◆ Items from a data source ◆

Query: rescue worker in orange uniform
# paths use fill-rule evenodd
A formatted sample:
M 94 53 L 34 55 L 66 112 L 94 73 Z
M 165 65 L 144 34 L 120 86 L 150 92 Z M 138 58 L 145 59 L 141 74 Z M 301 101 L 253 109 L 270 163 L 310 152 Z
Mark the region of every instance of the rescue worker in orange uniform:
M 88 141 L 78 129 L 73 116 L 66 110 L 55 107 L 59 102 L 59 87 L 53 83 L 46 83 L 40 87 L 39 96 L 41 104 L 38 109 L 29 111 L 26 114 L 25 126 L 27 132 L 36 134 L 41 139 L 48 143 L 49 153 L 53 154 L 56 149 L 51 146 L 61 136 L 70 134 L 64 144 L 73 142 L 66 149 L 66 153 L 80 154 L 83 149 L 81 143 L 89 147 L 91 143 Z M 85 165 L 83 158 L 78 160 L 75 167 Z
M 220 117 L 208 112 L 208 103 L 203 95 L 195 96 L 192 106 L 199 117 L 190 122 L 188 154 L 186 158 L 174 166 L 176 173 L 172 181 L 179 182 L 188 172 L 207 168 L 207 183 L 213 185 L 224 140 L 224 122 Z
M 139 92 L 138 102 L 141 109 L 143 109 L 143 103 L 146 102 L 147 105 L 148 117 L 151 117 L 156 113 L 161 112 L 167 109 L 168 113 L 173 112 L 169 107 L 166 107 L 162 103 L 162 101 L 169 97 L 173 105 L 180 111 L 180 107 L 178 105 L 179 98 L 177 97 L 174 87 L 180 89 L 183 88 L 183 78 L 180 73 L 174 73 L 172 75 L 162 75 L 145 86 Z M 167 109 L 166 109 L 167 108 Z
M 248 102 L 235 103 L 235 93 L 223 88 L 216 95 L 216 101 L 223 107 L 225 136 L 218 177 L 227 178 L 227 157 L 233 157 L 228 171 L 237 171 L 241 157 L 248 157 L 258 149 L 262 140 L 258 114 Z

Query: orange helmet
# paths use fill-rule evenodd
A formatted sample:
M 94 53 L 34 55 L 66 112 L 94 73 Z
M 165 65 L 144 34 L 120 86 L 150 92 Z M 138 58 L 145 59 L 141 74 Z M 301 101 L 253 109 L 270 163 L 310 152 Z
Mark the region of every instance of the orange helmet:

◆ YOUR INSTRUCTIONS ◆
Edit all of the data above so that "A formatted sample" becomes "A sample path" everywhere it occurs. Leave everything else unchanged.

◆ REPLY TO THE TASK ◆
Query: rescue worker in orange uniform
# paths use fill-rule evenodd
A sample path:
M 94 53 L 34 55 L 66 112 L 94 73 Z
M 165 65 L 144 34 L 120 86 L 150 92 Z M 138 58 L 145 59 L 141 74 Z M 301 101 L 253 109 L 270 163 L 310 152 Z
Mark the region of every instance of the rescue worker in orange uniform:
M 88 141 L 78 129 L 73 116 L 66 110 L 55 107 L 59 102 L 59 87 L 53 83 L 46 83 L 40 87 L 39 96 L 41 104 L 38 109 L 29 111 L 26 114 L 25 126 L 27 132 L 36 134 L 41 139 L 48 143 L 49 153 L 53 154 L 56 149 L 51 146 L 61 136 L 70 134 L 64 144 L 73 142 L 66 149 L 66 153 L 80 154 L 83 149 L 81 143 L 89 147 L 91 143 Z M 85 165 L 83 158 L 78 160 L 75 167 Z
M 220 117 L 208 112 L 208 103 L 203 95 L 195 96 L 192 106 L 199 117 L 190 122 L 188 154 L 186 158 L 174 166 L 176 173 L 172 181 L 179 182 L 188 172 L 207 168 L 207 183 L 213 185 L 224 140 L 224 122 Z
M 139 92 L 138 102 L 141 109 L 143 109 L 143 103 L 146 102 L 147 105 L 148 117 L 151 117 L 156 113 L 161 112 L 167 109 L 168 113 L 173 112 L 169 107 L 166 107 L 162 103 L 162 101 L 169 97 L 173 105 L 180 111 L 180 107 L 178 105 L 179 98 L 177 97 L 174 87 L 180 89 L 183 88 L 183 78 L 180 73 L 174 73 L 172 75 L 162 75 L 145 86 Z M 167 109 L 166 109 L 167 108 Z
M 248 102 L 235 103 L 235 93 L 223 88 L 216 95 L 216 101 L 223 107 L 225 136 L 218 177 L 227 178 L 227 157 L 233 157 L 228 171 L 237 171 L 241 157 L 248 157 L 258 149 L 262 140 L 258 114 Z

Query: orange helmet
# paths use fill-rule evenodd
A sample path:
M 94 53 L 34 55 L 66 112 L 94 73 Z
M 165 65 L 144 34 L 120 86 L 150 92 Z M 138 58 L 145 59 L 141 74 Z M 301 101 L 253 109 L 270 163 L 310 152 Z
Mark the region of every instance of the orange helmet:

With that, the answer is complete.